(Stored data entries)
>> Start

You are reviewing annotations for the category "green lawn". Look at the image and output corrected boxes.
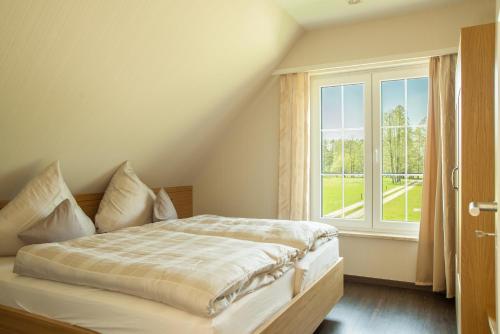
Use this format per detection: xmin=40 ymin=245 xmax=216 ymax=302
xmin=323 ymin=176 xmax=365 ymax=217
xmin=323 ymin=176 xmax=422 ymax=221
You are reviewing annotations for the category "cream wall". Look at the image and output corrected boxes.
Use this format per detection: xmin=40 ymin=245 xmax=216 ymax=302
xmin=278 ymin=0 xmax=495 ymax=69
xmin=0 ymin=0 xmax=302 ymax=199
xmin=194 ymin=0 xmax=495 ymax=282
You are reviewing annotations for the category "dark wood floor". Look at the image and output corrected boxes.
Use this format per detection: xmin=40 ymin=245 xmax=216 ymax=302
xmin=315 ymin=282 xmax=457 ymax=334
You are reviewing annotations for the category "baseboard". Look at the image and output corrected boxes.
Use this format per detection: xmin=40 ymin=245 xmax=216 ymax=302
xmin=344 ymin=275 xmax=432 ymax=292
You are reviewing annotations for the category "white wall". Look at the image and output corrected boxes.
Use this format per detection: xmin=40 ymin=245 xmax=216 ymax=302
xmin=194 ymin=0 xmax=495 ymax=282
xmin=0 ymin=0 xmax=302 ymax=199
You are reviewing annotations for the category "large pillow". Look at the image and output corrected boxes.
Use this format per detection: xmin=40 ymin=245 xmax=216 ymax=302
xmin=18 ymin=199 xmax=95 ymax=244
xmin=153 ymin=188 xmax=177 ymax=222
xmin=0 ymin=161 xmax=95 ymax=256
xmin=95 ymin=161 xmax=156 ymax=233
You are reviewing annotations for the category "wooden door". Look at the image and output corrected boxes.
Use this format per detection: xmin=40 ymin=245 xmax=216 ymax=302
xmin=458 ymin=24 xmax=495 ymax=334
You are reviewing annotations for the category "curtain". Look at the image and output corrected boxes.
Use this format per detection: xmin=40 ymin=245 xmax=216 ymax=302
xmin=416 ymin=55 xmax=457 ymax=298
xmin=278 ymin=73 xmax=309 ymax=220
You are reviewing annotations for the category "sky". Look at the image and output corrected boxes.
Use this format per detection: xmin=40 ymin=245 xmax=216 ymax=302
xmin=321 ymin=78 xmax=428 ymax=129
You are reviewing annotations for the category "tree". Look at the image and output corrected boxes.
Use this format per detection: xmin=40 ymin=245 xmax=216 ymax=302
xmin=383 ymin=105 xmax=406 ymax=183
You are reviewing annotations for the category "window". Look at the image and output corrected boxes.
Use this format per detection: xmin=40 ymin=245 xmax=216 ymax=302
xmin=311 ymin=65 xmax=428 ymax=233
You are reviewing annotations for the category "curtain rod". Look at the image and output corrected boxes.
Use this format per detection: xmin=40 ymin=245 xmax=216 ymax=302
xmin=272 ymin=47 xmax=458 ymax=75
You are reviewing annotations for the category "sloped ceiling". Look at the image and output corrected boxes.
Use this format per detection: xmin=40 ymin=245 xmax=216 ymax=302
xmin=0 ymin=0 xmax=302 ymax=199
xmin=276 ymin=0 xmax=466 ymax=29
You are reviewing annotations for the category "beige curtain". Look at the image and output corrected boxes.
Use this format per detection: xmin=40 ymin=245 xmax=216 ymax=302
xmin=416 ymin=55 xmax=457 ymax=298
xmin=278 ymin=73 xmax=309 ymax=220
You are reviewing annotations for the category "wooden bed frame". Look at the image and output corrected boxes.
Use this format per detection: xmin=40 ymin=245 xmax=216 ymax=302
xmin=0 ymin=186 xmax=344 ymax=334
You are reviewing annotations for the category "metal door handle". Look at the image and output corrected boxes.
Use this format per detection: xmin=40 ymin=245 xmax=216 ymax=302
xmin=475 ymin=230 xmax=495 ymax=238
xmin=451 ymin=166 xmax=458 ymax=190
xmin=469 ymin=202 xmax=498 ymax=217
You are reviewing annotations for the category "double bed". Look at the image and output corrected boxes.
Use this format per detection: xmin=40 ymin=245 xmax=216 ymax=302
xmin=0 ymin=187 xmax=343 ymax=334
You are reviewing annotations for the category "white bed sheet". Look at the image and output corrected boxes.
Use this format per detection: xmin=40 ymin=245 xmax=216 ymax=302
xmin=0 ymin=257 xmax=295 ymax=334
xmin=294 ymin=238 xmax=340 ymax=296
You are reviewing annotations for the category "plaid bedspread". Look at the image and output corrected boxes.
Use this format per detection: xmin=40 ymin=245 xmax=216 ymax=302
xmin=158 ymin=215 xmax=338 ymax=255
xmin=14 ymin=223 xmax=298 ymax=317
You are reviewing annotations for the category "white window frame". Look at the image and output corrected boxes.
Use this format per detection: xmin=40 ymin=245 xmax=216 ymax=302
xmin=311 ymin=72 xmax=372 ymax=230
xmin=372 ymin=66 xmax=429 ymax=235
xmin=310 ymin=62 xmax=428 ymax=237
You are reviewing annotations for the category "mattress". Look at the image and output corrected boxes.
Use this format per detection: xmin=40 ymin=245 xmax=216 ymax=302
xmin=0 ymin=257 xmax=292 ymax=334
xmin=294 ymin=237 xmax=340 ymax=296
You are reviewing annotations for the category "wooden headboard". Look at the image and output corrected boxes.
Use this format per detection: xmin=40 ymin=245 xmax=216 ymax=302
xmin=0 ymin=186 xmax=193 ymax=220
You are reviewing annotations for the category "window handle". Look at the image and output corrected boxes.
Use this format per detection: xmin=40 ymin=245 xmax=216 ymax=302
xmin=451 ymin=166 xmax=458 ymax=190
xmin=469 ymin=202 xmax=497 ymax=217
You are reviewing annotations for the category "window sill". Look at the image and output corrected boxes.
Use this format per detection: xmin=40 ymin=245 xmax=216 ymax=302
xmin=339 ymin=230 xmax=418 ymax=242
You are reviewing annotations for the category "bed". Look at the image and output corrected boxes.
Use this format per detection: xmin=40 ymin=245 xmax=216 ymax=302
xmin=0 ymin=187 xmax=343 ymax=334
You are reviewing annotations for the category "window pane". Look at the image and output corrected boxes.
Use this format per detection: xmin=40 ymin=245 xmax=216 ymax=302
xmin=321 ymin=131 xmax=342 ymax=173
xmin=382 ymin=128 xmax=405 ymax=174
xmin=408 ymin=175 xmax=422 ymax=222
xmin=321 ymin=175 xmax=342 ymax=218
xmin=321 ymin=86 xmax=342 ymax=129
xmin=344 ymin=175 xmax=365 ymax=219
xmin=407 ymin=127 xmax=427 ymax=174
xmin=382 ymin=175 xmax=406 ymax=221
xmin=344 ymin=84 xmax=364 ymax=128
xmin=407 ymin=78 xmax=428 ymax=125
xmin=344 ymin=130 xmax=365 ymax=174
xmin=381 ymin=80 xmax=406 ymax=126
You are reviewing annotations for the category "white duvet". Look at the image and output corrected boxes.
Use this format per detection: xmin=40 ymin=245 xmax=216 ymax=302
xmin=157 ymin=215 xmax=338 ymax=255
xmin=14 ymin=222 xmax=298 ymax=317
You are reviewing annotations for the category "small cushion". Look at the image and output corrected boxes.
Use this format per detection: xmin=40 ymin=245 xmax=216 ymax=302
xmin=0 ymin=161 xmax=95 ymax=256
xmin=95 ymin=161 xmax=156 ymax=233
xmin=153 ymin=188 xmax=177 ymax=222
xmin=18 ymin=199 xmax=94 ymax=244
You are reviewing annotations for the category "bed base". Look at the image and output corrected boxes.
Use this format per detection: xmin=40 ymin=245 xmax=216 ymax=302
xmin=0 ymin=258 xmax=344 ymax=334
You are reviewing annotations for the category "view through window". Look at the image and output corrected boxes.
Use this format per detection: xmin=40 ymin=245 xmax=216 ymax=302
xmin=311 ymin=67 xmax=428 ymax=232
xmin=381 ymin=78 xmax=428 ymax=222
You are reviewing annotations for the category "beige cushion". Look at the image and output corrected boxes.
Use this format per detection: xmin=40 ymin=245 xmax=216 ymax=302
xmin=95 ymin=161 xmax=156 ymax=233
xmin=0 ymin=162 xmax=95 ymax=256
xmin=18 ymin=199 xmax=94 ymax=244
xmin=153 ymin=188 xmax=177 ymax=222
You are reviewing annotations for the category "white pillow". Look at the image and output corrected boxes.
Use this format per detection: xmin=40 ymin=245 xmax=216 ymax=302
xmin=0 ymin=161 xmax=95 ymax=256
xmin=153 ymin=188 xmax=177 ymax=222
xmin=17 ymin=199 xmax=95 ymax=244
xmin=95 ymin=161 xmax=156 ymax=233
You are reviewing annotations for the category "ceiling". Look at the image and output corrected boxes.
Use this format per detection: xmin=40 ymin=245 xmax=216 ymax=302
xmin=276 ymin=0 xmax=466 ymax=29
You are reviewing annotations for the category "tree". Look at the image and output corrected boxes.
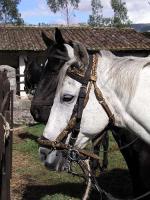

>> End

Task to complete: Which lines in the records above contain the word "door"? Pick out each one and copy it in full, counting only matches with the same capitalization.

Correct response:
You are reviewing annotations for the category "wooden door". Look at the image and output corrected boxes.
You are reviewing annotations for the category "metal door handle". Look at the image and output corrected boxes.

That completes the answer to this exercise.